WORK INSTRUCTION: Nothing but the lines from the one containing "# test: pin the white" through the one containing "# test: pin the hazy", both included, should be given again, each exactly as written below.

Point-per-instance localization data
=======

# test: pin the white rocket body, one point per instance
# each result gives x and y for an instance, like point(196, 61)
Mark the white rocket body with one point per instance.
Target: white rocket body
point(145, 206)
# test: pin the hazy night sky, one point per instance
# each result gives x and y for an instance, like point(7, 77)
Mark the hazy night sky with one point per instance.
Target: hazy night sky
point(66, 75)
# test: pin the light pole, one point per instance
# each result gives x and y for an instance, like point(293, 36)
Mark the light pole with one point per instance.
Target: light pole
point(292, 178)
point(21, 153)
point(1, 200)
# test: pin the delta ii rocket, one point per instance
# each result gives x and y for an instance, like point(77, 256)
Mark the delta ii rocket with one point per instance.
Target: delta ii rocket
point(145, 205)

=======

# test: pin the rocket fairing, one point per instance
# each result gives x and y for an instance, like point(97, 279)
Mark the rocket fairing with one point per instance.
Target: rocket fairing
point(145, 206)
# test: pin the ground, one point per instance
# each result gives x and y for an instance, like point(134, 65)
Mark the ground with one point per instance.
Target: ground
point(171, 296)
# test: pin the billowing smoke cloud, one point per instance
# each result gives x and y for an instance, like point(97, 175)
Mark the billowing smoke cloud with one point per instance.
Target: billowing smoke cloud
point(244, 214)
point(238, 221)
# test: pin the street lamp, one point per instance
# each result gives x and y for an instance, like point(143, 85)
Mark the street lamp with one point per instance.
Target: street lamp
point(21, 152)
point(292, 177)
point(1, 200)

=======

TASK OUTPUT:
# test: pin the white rocket body, one point per instance
# each result gives x and y for an instance, like point(196, 61)
Mark the white rocket body with one point per instance.
Target: white rocket body
point(145, 206)
# test: pin the hazy night sky, one point per instance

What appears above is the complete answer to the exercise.